Article =
Zafar Ahmed Rajput, J:-       Through instant F.R.A., the appellant / opponent / tenant has impugned the order dated 27.10.2016, passed by the learned Additional Controller of Rents, Clifton Cantonment, Karachi in Rent Case No. 41 of 2016, whereby the appellant has been directed to vacate the tenement i.e. Flat No. 1, situated on 1st Floor in building constructed on Plot bearing No.3-C, Rahat Commercial Lane No.1, Phase-VI, Defence Housing Authority, Karachi, and hand over its vacant peaceful possession to the respondent No.1 / applicant/ owner within 30 days, failing which the respondent No.1 can get the said order executed from the Court of law having jurisdiction.

Task set =
A - Answer these questions from the judgment excerpt.
(i) On what date was the impugned order passed?
(ii) In which rent case was it passed?
(iii) Within how many days must the appellant hand over vacant possession?
B - Decide whether each statement agrees with the judgment excerpt. Answer yes or no, and quote the words that settle it.
(i) The order was passed by the Additional Controller of Rents at Clifton Cantonment, Karachi.
(ii) The tenement is a flat on the ground floor.

Rows excerpted from a collection
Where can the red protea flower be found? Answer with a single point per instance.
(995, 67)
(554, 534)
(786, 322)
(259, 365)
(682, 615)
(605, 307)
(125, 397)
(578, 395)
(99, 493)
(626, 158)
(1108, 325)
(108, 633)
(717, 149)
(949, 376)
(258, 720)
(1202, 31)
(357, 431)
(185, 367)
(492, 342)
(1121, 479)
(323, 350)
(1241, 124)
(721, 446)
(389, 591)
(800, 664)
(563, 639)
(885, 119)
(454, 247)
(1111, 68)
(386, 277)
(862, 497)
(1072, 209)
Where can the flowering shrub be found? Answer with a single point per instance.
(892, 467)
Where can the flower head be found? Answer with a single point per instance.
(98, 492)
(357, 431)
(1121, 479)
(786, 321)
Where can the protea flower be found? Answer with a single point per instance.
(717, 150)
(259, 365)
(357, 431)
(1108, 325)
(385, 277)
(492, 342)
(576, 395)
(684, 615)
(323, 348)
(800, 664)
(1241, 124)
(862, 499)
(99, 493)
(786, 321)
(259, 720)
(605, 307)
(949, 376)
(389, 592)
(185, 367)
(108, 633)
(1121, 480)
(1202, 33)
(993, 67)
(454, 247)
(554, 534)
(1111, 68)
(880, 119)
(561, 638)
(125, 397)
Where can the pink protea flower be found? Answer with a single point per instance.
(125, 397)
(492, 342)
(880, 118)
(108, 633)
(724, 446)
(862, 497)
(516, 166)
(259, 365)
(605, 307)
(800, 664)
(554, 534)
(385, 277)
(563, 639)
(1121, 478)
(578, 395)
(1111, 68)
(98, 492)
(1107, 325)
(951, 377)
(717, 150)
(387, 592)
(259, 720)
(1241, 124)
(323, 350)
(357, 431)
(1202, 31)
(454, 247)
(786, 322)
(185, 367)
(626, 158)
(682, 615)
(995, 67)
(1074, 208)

Answer set =
A -
(i) 27.10.2016
(ii) Rent Case No. 41 of 2016
(iii) 30 days

B -
(i) Yes: "passed by the learned Additional Controller of Rents, Clifton Cantonment, Karachi"
(ii) No: "Flat No. 1, situated on 1st Floor"